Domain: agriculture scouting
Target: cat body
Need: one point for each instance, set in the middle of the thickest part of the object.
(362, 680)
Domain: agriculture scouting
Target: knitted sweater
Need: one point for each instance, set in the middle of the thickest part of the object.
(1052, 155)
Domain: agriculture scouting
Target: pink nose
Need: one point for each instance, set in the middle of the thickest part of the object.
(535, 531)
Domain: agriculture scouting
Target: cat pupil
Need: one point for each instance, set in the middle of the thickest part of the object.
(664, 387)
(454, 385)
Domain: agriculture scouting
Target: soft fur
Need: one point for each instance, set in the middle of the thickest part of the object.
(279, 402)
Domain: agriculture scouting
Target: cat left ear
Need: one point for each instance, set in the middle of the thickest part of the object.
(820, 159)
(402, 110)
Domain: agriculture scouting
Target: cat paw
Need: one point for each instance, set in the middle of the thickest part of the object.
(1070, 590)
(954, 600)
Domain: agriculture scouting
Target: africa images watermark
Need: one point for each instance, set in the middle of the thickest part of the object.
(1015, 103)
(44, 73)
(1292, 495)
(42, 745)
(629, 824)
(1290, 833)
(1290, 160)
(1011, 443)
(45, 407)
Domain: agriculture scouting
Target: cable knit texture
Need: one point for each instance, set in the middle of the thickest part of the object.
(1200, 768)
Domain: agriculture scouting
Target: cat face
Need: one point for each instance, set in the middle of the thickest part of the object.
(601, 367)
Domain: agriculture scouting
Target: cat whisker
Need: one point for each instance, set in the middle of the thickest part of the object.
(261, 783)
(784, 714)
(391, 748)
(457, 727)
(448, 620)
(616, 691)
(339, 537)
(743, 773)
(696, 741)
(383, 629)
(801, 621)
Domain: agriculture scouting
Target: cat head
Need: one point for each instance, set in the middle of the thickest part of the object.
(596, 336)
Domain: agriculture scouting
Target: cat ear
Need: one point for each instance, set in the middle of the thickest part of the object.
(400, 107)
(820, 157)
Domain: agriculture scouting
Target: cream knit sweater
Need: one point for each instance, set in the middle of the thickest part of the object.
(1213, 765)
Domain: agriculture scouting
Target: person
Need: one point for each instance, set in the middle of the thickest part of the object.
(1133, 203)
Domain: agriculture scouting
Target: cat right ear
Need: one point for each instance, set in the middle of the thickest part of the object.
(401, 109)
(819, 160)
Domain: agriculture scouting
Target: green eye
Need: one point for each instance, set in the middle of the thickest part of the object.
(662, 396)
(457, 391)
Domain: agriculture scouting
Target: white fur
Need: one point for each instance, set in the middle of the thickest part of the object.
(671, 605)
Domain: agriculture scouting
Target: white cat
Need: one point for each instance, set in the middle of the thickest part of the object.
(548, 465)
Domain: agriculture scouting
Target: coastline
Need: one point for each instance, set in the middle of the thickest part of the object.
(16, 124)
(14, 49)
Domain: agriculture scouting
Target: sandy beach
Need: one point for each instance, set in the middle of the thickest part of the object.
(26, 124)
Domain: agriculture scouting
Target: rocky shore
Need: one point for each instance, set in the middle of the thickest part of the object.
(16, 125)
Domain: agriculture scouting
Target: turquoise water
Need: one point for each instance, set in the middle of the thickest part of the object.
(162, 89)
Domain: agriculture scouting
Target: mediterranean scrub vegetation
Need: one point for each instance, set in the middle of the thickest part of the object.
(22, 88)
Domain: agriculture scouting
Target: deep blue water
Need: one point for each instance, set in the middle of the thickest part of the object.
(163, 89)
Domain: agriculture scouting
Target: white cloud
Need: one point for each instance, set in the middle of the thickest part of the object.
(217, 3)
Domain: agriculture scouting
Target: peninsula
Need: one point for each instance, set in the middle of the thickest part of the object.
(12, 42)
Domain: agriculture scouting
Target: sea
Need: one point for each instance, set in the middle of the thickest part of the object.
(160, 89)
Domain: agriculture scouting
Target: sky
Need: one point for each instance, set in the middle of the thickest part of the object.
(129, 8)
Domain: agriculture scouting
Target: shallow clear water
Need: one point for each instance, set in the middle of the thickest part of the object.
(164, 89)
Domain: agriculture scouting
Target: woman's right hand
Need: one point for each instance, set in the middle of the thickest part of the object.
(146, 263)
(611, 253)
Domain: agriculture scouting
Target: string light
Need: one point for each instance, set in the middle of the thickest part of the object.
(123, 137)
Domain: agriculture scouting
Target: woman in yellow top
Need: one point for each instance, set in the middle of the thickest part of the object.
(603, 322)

:::

Written problem
Generate an exact reproduction of all entries.

Completed exercise
Domain: agriculture scouting
Target: cat body
Need: one point for each instance, set in the middle of the thickest part of the object.
(362, 680)
Domain: agriculture scouting
Target: knitted sweater
Need: one point for each instance, set in the middle of the thickest part of the object.
(1052, 155)
Domain: agriculture scouting
Target: pink nose
Need: one point for each instance, set in the middle of the thickest part of the object.
(535, 531)
Domain: agriculture scouting
Target: cat pupil
Need: one point for each instance, set in the middle of the thickest part of the object.
(664, 387)
(454, 385)
Domain: agriculture scouting
Target: soft fur
Need: one point for each instance, set in the middle of the thickest part of the object.
(279, 402)
Domain: agriculture scouting
Target: cat left ear
Need: one point for each instance, set in the middle of the thickest part of the object.
(820, 159)
(402, 110)
Domain: agriculture scouting
Target: cat paw
Need: one point for each instance, set in the middle of the thickest part of the object.
(1070, 590)
(954, 600)
Domain: agriculture scouting
Target: africa images watermark
Need: one point for each instance, set in the middle of the thickest part of the object.
(1015, 103)
(44, 73)
(1292, 495)
(42, 745)
(629, 824)
(1290, 833)
(1290, 160)
(1011, 443)
(45, 407)
Domain: agriculture scouting
Target: cable knit texture
Need: one point for each instance, set in the middle of the thickest part of the object.
(1200, 768)
Domain: agriculture scouting
Target: cat face
Need: one point for each instance, set in the middle of the thickest part of the object.
(601, 367)
Domain: agriculture scouting
Target: cat whisker
Need: one point for each instance, set in the middle of the thickest part of the object.
(261, 783)
(784, 714)
(391, 748)
(457, 727)
(448, 620)
(616, 691)
(339, 537)
(743, 773)
(696, 741)
(383, 629)
(801, 621)
Domain: agriculture scouting
Target: cat head
Need: one point for each instance, set in the middle of the thickest part of the object.
(596, 336)
Domain: agriculture scouting
Target: cat ear
Need: one point for each instance, set in the middle of the thickest part of the object.
(400, 107)
(820, 157)
Domain: agriculture scouting
Target: cream knit sweater
Need: one point for each instance, set in the middle of the thickest part of the object.
(1213, 765)
Domain: agriculture scouting
Target: person
Need: one point for each instance, set in the middle of the thickest part of the object.
(1133, 203)
Domain: agriculture scouting
Target: cat right ear
Need: one point for each instance, set in the middle of the thickest part of the object.
(401, 109)
(819, 160)
Domain: agriculture scouting
Target: green eye
Need: one point for each instance, set in the middle of the thickest part of the object.
(662, 396)
(457, 391)
Domain: agriculture scouting
Target: white fur
Need: one point for each instance, set in the middle of the thickest part of the object.
(671, 605)
Domain: agriculture scouting
Target: white cat
Need: one point for each instance, set in the middle of the thickest part of the object.
(548, 465)
Domain: agriculture scouting
Target: coastline
Need: one point for each instance, set in the middle of the thickest part of the object.
(16, 124)
(14, 49)
Domain: agriculture scouting
Target: sandy beach
Need: one point for each instance, set in the middle of the thickest part of the object.
(26, 124)
Domain: agriculture scouting
Target: rocky shore
Need: one point for each instance, set in the middle of the thickest part of the object.
(16, 125)
Domain: agriculture scouting
Target: turquoise water
Need: one point for each instance, set in the middle of the thickest part of the object.
(162, 89)
Domain: agriculture scouting
Target: mediterranean scrub vegetation
Need: one point for each instance, set in the middle of the thickest part of the object.
(22, 88)
Domain: agriculture scouting
Target: deep blue water
Need: one point for each instance, set in the middle of the thickest part of the object.
(163, 89)
Domain: agriculture scouting
Target: white cloud
Need: one point for each instance, set in the middle of the thickest part of the object.
(217, 3)
Domain: agriculture scouting
Target: peninsula
Need: one point for each instance, set in the middle of the thickest part of the object.
(12, 42)
Domain: agriculture scouting
Target: sea
Need: one point for each instance, set in the middle of the thickest part of the object.
(160, 89)
Domain: agriculture scouting
Target: sky
Need: one point for each instance, set in the middle of the thickest part of the object.
(129, 8)
Domain: agriculture scouting
Target: shallow clear water
Need: one point for each instance, set in the middle of the thickest part of the object.
(164, 89)
Domain: agriculture scouting
Target: woman's right hand
Need: one point for each instance, set in the middle of the thickest part of the object.
(146, 263)
(611, 253)
Domain: agriculture scouting
Target: string light
Need: one point for each instance, set in the middle of the thickest part of the object.
(123, 137)
Domain: agriculture scouting
Target: woman in yellow top
Need: one point for each instance, set in the middle of the thickest part of the object.
(603, 322)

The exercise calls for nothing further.